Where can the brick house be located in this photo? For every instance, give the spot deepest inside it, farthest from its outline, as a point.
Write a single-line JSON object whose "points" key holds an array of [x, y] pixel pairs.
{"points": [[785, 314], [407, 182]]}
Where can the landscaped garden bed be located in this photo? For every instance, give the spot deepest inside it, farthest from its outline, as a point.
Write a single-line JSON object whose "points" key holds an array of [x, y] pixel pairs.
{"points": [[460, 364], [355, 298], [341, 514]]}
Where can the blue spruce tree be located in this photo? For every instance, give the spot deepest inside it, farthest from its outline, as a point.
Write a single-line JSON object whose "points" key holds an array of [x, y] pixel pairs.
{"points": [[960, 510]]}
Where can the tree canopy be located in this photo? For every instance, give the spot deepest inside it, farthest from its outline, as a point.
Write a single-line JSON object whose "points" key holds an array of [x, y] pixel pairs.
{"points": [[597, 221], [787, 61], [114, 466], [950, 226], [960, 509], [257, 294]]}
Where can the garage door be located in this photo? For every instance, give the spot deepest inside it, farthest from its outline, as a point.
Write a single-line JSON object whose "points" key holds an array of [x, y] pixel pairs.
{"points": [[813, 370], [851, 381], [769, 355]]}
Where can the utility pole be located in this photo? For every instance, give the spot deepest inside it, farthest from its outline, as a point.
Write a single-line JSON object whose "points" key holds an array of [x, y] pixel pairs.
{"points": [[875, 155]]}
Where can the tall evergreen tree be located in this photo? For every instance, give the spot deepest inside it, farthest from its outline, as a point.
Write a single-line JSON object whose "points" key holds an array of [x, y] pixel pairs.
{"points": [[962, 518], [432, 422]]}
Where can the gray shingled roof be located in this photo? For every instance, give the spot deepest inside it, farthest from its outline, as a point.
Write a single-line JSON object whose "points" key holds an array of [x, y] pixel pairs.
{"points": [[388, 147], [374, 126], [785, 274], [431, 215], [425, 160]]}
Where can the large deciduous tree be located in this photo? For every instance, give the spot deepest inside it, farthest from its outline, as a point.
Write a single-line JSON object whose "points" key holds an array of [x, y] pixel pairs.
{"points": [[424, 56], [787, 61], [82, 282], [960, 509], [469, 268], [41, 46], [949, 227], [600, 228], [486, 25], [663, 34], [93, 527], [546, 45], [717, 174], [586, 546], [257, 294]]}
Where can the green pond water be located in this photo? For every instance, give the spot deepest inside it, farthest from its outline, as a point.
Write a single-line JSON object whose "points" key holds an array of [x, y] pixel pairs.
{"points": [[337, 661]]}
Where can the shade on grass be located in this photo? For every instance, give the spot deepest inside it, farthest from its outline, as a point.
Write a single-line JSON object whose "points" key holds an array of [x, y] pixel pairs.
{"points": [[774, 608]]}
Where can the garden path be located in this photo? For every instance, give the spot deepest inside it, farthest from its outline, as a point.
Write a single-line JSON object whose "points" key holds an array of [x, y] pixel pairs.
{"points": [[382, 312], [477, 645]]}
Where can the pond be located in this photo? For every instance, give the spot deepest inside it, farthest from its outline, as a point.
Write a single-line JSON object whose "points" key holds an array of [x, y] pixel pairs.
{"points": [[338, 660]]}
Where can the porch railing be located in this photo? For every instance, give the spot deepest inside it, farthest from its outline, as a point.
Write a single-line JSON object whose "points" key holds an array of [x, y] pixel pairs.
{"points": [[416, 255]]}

====

### What you need to do
Copy every record above word for word, with no changes.

### The solution
Where can the brick house be located in this photo? For every instance, give the spot deepest inside it, farthest from its outline, as a point.
Write a single-line JSON object whose "points" key holds an array of [x, y] pixel pairs.
{"points": [[785, 314], [407, 182]]}
Where can the landscaped garden bed be located in this photo? For every instance, give the spot deepest inside it, farthest from its outline, as a point.
Write a single-line JSON object whose "points" key holds an array of [x, y] pixel pairs.
{"points": [[460, 364], [355, 298], [341, 514]]}
Where can the blue spruce tree be located in this photo? For every instance, give the spot deepest inside it, farthest from its outline, as a point.
Write a single-line JSON object whose "points" key holds an array of [x, y] pixel pairs.
{"points": [[960, 510]]}
Where can the tree canopy be located in this photo? For every instance, give the spot deepest inside it, farthest from its outline, as a point.
Write a single-line JSON object whose "points" key holds an array of [x, y] pixel pairs.
{"points": [[597, 221], [787, 61], [114, 466], [950, 226], [960, 509], [257, 294]]}
Where can the garage door be located in this photo? For every instance, give the spot deepest inside it, farthest from its outline, as a point.
Write a single-line JSON object whose "points" key holds an array of [x, y] pixel pairs.
{"points": [[813, 370], [851, 381], [769, 355]]}
Where can the utility pole be located in this photo? For every instance, give the spot deepest inside it, farthest from its outline, as a point.
Write a single-line JSON object whose "points" key holds an array of [x, y] pixel pairs.
{"points": [[875, 155]]}
Where can the tall evergreen tree be located in this photo? For every instance, give the spot deepest inside it, farthest from its outline, as a point.
Write a single-line JSON object whose "points" key holds an array of [x, y] pixel pairs.
{"points": [[962, 518], [432, 422]]}
Where can the gray shingled roof be located in this photo? For every instance, give the spot deepest inside it, farthest from its outline, as a point.
Write a single-line JSON object whose "points" key holds an array of [x, y] pixel pairs.
{"points": [[388, 147], [374, 126], [785, 274], [431, 215], [425, 160]]}
Where can the large deciduous tree be located in this photo? For every instance, give the spot deepest inside it, farthest from its outline, as a point.
Write a single-line JSON object whose "points" key holds an array of [x, y] pixel pairs.
{"points": [[424, 56], [787, 61], [82, 282], [960, 509], [469, 268], [41, 46], [949, 227], [600, 228], [486, 25], [663, 34], [93, 527], [546, 45], [717, 174], [586, 546], [257, 294]]}
Where can the green pond water be located in this photo? For every instance, give the spot deepest inside it, farthest from its outline, as a point.
Write a single-line JSON object whose "points" key holds an array of [x, y] pixel pairs.
{"points": [[337, 661]]}
Where can the shade on grass be located in this photo? For every instance, give the spot deepest inside it, farthest from its outline, as a point.
Write a single-line JSON object whose "points" key holds an array of [x, y] pixel pairs.
{"points": [[774, 608]]}
Where can the garden path be located in this photo? For every instance, give the spot deepest inside it, farthest from its outline, as a point.
Write a single-line JSON object whose "points" key holds an array of [x, y] pixel pairs.
{"points": [[382, 312], [477, 645]]}
Where can the pond be located in this photo? For every instance, give the spot deepest inside it, farthest from its outline, as a point.
Write a single-line JSON object whose "points" key holds an array of [x, y] pixel pairs.
{"points": [[338, 660]]}
Where can the porch railing be located in this photo? For every instance, give the spot deepest inside it, farthest from its outline, as a point.
Write a single-line JSON object whose "points" key holds an array of [x, y] pixel pairs.
{"points": [[416, 255]]}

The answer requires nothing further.